● **DIRECTIONS**
Below is some material; transcribe all of it exactly.
— START OF DATA IN THIS EXERCISE —
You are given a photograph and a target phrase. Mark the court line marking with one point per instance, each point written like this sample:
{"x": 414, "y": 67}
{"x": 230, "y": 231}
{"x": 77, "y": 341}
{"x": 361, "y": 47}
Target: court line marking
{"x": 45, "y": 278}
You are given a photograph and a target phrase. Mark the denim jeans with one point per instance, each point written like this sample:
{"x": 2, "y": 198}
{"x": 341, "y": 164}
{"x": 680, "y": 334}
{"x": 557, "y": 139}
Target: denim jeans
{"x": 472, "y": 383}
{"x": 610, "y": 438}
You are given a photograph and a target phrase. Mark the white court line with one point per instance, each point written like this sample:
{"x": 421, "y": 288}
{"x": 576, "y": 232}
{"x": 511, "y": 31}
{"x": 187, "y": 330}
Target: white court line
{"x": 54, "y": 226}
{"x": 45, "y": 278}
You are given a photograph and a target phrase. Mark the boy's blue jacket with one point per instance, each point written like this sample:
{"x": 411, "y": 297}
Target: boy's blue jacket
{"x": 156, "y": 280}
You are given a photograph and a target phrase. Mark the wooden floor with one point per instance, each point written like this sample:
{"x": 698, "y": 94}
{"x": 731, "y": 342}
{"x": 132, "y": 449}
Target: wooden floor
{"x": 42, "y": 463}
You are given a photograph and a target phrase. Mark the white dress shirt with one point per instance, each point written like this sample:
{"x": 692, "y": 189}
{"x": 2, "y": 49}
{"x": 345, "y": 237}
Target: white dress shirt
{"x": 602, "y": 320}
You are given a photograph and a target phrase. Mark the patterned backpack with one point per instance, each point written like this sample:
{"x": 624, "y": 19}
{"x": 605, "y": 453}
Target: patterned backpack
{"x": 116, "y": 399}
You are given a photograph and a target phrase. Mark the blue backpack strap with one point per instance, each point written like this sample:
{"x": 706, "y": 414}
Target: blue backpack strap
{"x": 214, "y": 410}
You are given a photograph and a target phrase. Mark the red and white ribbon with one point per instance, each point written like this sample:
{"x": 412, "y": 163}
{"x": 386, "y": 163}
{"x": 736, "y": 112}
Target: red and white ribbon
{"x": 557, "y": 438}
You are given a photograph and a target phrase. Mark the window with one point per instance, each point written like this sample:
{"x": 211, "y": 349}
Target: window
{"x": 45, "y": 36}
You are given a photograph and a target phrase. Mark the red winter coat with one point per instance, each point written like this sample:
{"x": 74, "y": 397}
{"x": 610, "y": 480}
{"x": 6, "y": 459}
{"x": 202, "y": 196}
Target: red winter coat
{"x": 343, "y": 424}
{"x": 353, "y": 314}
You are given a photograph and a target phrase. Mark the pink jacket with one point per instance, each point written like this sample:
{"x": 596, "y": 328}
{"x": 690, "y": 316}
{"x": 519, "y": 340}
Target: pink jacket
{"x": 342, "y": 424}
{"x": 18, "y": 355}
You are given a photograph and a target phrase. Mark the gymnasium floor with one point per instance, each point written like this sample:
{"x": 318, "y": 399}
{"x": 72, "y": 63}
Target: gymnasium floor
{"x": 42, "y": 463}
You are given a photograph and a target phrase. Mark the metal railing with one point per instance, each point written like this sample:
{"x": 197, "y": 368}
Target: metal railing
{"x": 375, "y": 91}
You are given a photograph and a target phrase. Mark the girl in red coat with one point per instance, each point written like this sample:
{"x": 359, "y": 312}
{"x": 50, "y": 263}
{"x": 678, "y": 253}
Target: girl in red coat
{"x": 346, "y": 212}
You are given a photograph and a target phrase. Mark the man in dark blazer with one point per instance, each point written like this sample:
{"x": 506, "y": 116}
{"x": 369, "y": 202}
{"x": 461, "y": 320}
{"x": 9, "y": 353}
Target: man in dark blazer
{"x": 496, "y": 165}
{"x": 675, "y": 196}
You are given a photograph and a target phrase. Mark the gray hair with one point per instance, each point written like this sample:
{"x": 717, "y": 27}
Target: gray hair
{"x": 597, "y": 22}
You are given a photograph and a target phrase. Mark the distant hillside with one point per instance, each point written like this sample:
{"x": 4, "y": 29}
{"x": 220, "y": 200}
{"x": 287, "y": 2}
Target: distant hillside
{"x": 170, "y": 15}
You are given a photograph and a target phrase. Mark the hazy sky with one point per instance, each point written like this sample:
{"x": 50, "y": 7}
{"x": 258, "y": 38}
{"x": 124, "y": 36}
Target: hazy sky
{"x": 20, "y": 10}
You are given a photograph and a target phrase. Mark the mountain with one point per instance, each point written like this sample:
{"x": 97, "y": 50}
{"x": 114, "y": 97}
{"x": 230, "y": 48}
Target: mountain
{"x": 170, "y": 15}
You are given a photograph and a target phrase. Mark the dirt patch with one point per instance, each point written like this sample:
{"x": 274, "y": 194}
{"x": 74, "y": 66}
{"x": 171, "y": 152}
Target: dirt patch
— END OF DATA IN THIS EXERCISE —
● **RESULT OF THE EXERCISE**
You are given a photograph and a target phrase. Mark the court line marking with one point per instance, each point written like this sample:
{"x": 414, "y": 67}
{"x": 230, "y": 231}
{"x": 77, "y": 341}
{"x": 361, "y": 47}
Target: court line marking
{"x": 45, "y": 278}
You are given a photograph and a target phrase. Mark the denim jeans with one point per instance, each point written like this sample:
{"x": 2, "y": 198}
{"x": 341, "y": 164}
{"x": 680, "y": 334}
{"x": 557, "y": 139}
Target: denim jeans
{"x": 472, "y": 383}
{"x": 610, "y": 438}
You are given a photograph and a target phrase. Mark the white court line with one point per instance, each point written like this sample:
{"x": 421, "y": 288}
{"x": 576, "y": 232}
{"x": 511, "y": 31}
{"x": 187, "y": 330}
Target: white court line
{"x": 54, "y": 226}
{"x": 45, "y": 278}
You are given a photograph and a target phrase. Mark the boy's blue jacket with one point per instance, each point written like this sample:
{"x": 411, "y": 297}
Target: boy's blue jacket
{"x": 156, "y": 280}
You are given a photograph and a target phrase. Mark the wooden floor with one point per instance, each point written like this sample:
{"x": 698, "y": 94}
{"x": 731, "y": 342}
{"x": 132, "y": 449}
Target: wooden floor
{"x": 42, "y": 463}
You are given a photograph and a target phrase. Mark the white dress shirt with one point per instance, each point written like this sample:
{"x": 692, "y": 189}
{"x": 2, "y": 49}
{"x": 345, "y": 237}
Target: white dress shirt
{"x": 602, "y": 320}
You are given a photograph and a target phrase. Mark the patterned backpack with one point per instance, each point written like this sample:
{"x": 624, "y": 19}
{"x": 605, "y": 453}
Target: patterned backpack
{"x": 116, "y": 399}
You are given a photograph and a target phrase. Mark the blue backpack strap with one point per instance, each point written like this sample:
{"x": 706, "y": 414}
Target: blue backpack strap
{"x": 214, "y": 410}
You are given a photograph and a target phrase. Mark the red and white ribbon with one point per instance, each point written like this sample:
{"x": 412, "y": 163}
{"x": 386, "y": 163}
{"x": 736, "y": 112}
Target: red and white ribbon
{"x": 557, "y": 438}
You are given a photograph and a target phrase. Mark the window with one point per instance, each point written like this sample:
{"x": 211, "y": 349}
Target: window
{"x": 45, "y": 36}
You are given a photograph and a target phrase. Mark the red winter coat with one point per instance, each point written like this sample:
{"x": 74, "y": 397}
{"x": 610, "y": 480}
{"x": 6, "y": 459}
{"x": 202, "y": 196}
Target: red winter coat
{"x": 343, "y": 424}
{"x": 353, "y": 314}
You are given a photograph and a target phrase. Mark the pink jacket with one point per instance, each point written like this sample:
{"x": 596, "y": 328}
{"x": 690, "y": 316}
{"x": 519, "y": 340}
Target: pink jacket
{"x": 342, "y": 424}
{"x": 18, "y": 355}
You are given a photograph and a target phrase. Mark the gymnasium floor with one point per instance, each point written like this sample:
{"x": 318, "y": 399}
{"x": 72, "y": 63}
Target: gymnasium floor
{"x": 42, "y": 463}
You are given a photograph and a target phrase. Mark the metal railing with one point per instance, each point written like this sample:
{"x": 197, "y": 368}
Target: metal railing
{"x": 375, "y": 91}
You are given a photograph and a target phrase. Mark the girl in red coat with one point per instance, each point written like this sample:
{"x": 359, "y": 312}
{"x": 50, "y": 263}
{"x": 678, "y": 253}
Target: girl in red coat
{"x": 346, "y": 212}
You are given a photograph and a target phrase. Mark the man in dark blazer with one point per instance, each point written like this sample:
{"x": 506, "y": 116}
{"x": 369, "y": 202}
{"x": 461, "y": 320}
{"x": 9, "y": 353}
Target: man in dark blazer
{"x": 496, "y": 165}
{"x": 675, "y": 196}
You are given a photograph and a target phrase. Mark the gray hair with one point per instance, each point written like this sample:
{"x": 717, "y": 27}
Target: gray hair
{"x": 597, "y": 22}
You are given a photograph and a target phrase. Mark the distant hillside with one point per instance, each point written like this sample:
{"x": 4, "y": 29}
{"x": 220, "y": 200}
{"x": 287, "y": 2}
Target: distant hillside
{"x": 170, "y": 15}
You are given a photograph and a target phrase. Mark the hazy sky with one point per instance, each point written like this sample:
{"x": 50, "y": 7}
{"x": 258, "y": 38}
{"x": 124, "y": 36}
Target: hazy sky
{"x": 20, "y": 10}
You are given a photograph and a target phrase. Mark the mountain with one point per instance, each point written like this sample:
{"x": 97, "y": 50}
{"x": 114, "y": 97}
{"x": 230, "y": 48}
Target: mountain
{"x": 170, "y": 15}
You are given a photograph and a target phrase. Mark the dirt patch with one point per instance, each point written like this sample:
{"x": 274, "y": 194}
{"x": 74, "y": 66}
{"x": 171, "y": 152}
Target: dirt patch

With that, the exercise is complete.